* Start PROVIDED DATA *

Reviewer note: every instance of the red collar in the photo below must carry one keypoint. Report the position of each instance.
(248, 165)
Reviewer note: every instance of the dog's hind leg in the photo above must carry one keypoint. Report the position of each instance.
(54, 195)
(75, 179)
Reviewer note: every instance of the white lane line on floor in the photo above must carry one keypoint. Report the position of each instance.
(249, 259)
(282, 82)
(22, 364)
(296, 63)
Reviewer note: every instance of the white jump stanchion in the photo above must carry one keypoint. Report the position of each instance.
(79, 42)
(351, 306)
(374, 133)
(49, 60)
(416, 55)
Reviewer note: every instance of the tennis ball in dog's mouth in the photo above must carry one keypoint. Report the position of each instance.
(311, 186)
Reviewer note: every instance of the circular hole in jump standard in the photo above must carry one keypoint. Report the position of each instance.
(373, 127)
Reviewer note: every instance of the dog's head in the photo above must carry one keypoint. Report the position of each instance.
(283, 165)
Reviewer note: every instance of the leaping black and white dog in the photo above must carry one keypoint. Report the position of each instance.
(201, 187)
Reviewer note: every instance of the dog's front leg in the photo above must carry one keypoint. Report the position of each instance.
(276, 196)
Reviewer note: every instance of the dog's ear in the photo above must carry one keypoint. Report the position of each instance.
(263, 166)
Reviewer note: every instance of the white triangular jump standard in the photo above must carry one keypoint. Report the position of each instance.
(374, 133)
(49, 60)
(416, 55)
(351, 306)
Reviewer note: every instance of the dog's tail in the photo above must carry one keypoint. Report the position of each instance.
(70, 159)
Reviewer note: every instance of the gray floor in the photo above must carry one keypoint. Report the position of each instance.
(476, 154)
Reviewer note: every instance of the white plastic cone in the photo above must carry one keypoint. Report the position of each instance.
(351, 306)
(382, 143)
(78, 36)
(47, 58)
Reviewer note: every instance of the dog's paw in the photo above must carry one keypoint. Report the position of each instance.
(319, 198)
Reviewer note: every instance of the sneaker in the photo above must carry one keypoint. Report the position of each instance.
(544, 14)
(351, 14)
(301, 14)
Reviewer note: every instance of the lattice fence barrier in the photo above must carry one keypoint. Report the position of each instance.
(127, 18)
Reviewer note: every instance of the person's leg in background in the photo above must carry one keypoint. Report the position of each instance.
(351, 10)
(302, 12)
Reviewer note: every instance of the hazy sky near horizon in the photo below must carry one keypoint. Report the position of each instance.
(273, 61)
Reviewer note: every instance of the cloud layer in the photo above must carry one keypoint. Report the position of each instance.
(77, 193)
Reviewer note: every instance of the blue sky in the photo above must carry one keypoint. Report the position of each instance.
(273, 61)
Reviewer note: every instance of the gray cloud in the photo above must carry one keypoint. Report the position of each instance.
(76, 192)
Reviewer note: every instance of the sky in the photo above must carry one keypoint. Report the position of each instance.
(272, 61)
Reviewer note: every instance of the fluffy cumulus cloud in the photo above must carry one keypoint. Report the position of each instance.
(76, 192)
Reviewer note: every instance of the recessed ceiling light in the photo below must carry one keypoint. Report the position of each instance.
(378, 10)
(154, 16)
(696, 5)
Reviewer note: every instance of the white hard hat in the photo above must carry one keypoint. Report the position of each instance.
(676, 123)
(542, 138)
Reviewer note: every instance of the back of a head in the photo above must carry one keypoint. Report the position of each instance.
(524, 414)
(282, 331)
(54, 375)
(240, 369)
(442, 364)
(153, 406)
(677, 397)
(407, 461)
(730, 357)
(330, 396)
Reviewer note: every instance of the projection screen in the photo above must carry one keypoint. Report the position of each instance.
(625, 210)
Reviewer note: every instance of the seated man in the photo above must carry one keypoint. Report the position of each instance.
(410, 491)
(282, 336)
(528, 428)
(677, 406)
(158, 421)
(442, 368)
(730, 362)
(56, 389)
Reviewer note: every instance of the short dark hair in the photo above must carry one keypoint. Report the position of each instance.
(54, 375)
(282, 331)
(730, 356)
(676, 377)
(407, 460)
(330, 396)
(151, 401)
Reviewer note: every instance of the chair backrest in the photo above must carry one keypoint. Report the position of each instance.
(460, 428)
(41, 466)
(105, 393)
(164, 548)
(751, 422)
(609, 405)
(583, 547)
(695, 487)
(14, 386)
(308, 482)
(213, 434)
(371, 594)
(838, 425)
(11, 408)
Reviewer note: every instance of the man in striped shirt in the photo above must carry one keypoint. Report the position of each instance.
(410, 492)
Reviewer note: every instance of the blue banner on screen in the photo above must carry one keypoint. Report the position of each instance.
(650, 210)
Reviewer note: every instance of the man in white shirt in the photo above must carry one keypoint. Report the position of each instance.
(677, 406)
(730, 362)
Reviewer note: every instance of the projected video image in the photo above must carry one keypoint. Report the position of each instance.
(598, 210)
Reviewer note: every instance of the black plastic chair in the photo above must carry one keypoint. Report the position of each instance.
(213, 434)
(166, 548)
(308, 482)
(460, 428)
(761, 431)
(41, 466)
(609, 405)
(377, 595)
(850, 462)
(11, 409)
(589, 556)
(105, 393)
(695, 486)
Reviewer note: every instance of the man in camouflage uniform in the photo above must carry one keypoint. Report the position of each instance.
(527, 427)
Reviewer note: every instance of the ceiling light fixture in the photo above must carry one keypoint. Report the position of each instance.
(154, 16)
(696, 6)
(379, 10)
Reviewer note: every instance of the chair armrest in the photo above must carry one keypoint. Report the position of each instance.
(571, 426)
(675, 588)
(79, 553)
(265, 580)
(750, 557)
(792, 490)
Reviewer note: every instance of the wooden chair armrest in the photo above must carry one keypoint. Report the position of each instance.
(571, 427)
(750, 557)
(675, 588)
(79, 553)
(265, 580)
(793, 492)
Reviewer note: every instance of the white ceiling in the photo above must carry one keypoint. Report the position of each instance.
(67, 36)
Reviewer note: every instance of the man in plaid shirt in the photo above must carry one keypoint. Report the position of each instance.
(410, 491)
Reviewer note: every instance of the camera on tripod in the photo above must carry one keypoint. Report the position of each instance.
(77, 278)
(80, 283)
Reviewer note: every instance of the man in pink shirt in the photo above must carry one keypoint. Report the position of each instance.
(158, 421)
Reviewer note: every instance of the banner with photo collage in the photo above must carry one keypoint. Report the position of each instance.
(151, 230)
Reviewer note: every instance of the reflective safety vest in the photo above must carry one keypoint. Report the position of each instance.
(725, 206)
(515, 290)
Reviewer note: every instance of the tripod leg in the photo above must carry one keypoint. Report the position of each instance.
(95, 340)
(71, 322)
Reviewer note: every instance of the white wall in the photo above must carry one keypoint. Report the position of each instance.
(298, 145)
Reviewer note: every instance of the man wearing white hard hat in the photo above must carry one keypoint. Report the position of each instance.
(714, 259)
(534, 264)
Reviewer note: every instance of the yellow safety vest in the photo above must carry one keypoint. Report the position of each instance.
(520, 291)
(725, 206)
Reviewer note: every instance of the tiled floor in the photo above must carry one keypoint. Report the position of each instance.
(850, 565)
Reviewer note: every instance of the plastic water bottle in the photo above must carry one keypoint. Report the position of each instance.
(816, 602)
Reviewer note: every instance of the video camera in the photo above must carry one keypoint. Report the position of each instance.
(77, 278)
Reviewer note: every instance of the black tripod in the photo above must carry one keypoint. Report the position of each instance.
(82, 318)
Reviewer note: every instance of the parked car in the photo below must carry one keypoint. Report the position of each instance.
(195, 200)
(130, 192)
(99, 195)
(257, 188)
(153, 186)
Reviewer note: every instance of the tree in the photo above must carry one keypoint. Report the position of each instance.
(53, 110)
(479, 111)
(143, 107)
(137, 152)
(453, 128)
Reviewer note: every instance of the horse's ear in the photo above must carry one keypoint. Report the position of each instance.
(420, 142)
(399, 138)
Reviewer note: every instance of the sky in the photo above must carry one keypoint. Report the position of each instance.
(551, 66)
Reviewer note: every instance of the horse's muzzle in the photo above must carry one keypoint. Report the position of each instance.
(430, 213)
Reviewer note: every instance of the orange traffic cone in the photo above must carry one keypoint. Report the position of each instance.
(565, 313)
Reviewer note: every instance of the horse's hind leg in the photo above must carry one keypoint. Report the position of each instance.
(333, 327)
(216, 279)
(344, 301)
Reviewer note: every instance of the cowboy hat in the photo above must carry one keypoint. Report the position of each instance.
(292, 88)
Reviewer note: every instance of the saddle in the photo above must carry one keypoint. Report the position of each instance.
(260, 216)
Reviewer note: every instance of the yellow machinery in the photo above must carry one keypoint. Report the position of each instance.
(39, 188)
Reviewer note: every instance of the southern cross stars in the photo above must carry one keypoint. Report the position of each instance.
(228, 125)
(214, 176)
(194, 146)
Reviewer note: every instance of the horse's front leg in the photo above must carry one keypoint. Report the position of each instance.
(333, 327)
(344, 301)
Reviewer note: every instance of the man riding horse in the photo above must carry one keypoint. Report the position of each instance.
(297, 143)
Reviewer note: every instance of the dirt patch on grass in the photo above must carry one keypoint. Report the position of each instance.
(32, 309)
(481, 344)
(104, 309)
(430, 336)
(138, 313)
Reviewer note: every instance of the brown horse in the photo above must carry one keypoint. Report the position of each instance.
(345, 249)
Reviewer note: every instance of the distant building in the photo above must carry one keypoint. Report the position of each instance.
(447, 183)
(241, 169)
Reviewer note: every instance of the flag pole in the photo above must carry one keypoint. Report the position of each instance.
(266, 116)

* End PROVIDED DATA *

* BRIEF: Everything from the line with "Reviewer note: every instance of the horse's front" to the end of the listing above needs to be duplicated exactly, both end lines included, with nothing more.

* TASK SOLUTION:
Reviewer note: every instance of the horse's front leg in the photo above must carry one keypoint. Report the position of each instance.
(333, 327)
(344, 301)
Reviewer note: every instance of the man riding horse in the photo above must carry one keypoint. Report the position of each instance.
(297, 143)
Reviewer note: every instance of the dirt patch on grass in the photo above must carry one keypoint. Report the position of each instance.
(32, 309)
(481, 344)
(104, 309)
(430, 336)
(138, 313)
Reviewer note: every instance of the brown horse in the photo above must carry one keypoint. Report the position of each instance.
(345, 249)
Reviewer note: every instance of the distant building in the photo above must carry one keypoint. Report the position of each instance.
(447, 183)
(241, 169)
Reviewer note: every instance of the flag pole in the photo above must carry one keypoint. Report the position of each instance.
(266, 116)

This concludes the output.